» **Exercise objective**: Rewrite the listing below, substituting "it would be appreciated" for every occurrence of "your help would be valued" and leaving all other text unchanged. Omit the pictures from your response.

Segmentation data:
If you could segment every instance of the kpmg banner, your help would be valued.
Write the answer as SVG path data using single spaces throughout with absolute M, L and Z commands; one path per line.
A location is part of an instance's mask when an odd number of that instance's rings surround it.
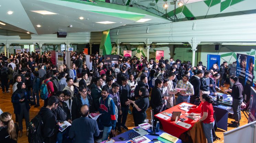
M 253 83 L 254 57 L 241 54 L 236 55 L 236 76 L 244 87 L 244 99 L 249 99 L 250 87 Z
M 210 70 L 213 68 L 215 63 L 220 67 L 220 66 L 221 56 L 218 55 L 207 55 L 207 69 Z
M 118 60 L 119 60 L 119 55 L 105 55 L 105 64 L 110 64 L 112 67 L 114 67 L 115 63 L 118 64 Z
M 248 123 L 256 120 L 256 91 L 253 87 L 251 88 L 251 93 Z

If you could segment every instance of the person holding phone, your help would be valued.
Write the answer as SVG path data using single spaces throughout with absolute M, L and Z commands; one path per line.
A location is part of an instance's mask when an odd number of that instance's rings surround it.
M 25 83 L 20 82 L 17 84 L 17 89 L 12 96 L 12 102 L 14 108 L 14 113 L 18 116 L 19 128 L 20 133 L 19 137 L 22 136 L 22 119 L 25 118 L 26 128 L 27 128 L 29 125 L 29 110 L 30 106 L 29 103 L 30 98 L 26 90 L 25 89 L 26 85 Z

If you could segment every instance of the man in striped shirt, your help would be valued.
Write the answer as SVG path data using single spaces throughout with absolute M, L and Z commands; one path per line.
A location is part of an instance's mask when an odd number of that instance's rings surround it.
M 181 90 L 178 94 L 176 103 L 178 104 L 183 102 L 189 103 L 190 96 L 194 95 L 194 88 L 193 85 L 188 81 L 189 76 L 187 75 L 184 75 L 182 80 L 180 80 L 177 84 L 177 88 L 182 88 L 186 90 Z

» **Full response**:
If you could segment every instance of the kpmg banner, it would be appreciated.
Write the answer as SVG path data using single spaces throughout with absolute M, L and Z commands; one path per line.
A location is part of an instance's mask when an odd number of that instance's rings surround it.
M 253 83 L 254 57 L 241 54 L 236 55 L 236 76 L 244 87 L 244 99 L 249 99 L 250 87 Z
M 210 70 L 213 68 L 215 63 L 220 67 L 220 66 L 221 56 L 218 55 L 207 55 L 207 69 Z
M 118 60 L 119 60 L 119 55 L 105 55 L 105 64 L 110 64 L 112 67 L 114 67 L 115 63 L 118 64 Z
M 248 123 L 256 120 L 256 91 L 253 87 L 251 88 L 251 93 Z

If you could segment every instance of the person holding phone, it would be appreciated.
Write the answer as SVG path data using single spaces throughout with absolute M, L and Z commands; one path per line.
A location is part of an instance's mask when an odd number of that instance's rings surround it.
M 25 83 L 20 82 L 17 84 L 17 89 L 12 96 L 12 102 L 14 108 L 14 113 L 18 116 L 19 128 L 20 133 L 19 137 L 22 136 L 22 119 L 25 118 L 26 128 L 27 128 L 29 125 L 29 110 L 30 106 L 29 103 L 30 98 L 26 90 L 25 89 L 26 85 Z

If you could segment every instance of the man in striped shirt, it would be appreciated.
Write the answer as SVG path data using single spaces throughout with absolute M, L and Z commands; one path per line.
A location is part of an instance's mask when an odd number of that instance's rings surround it.
M 181 90 L 178 94 L 176 103 L 178 104 L 183 102 L 189 103 L 190 96 L 194 95 L 194 88 L 193 85 L 188 81 L 189 76 L 187 75 L 184 75 L 182 80 L 180 80 L 177 84 L 177 88 L 182 88 L 186 90 Z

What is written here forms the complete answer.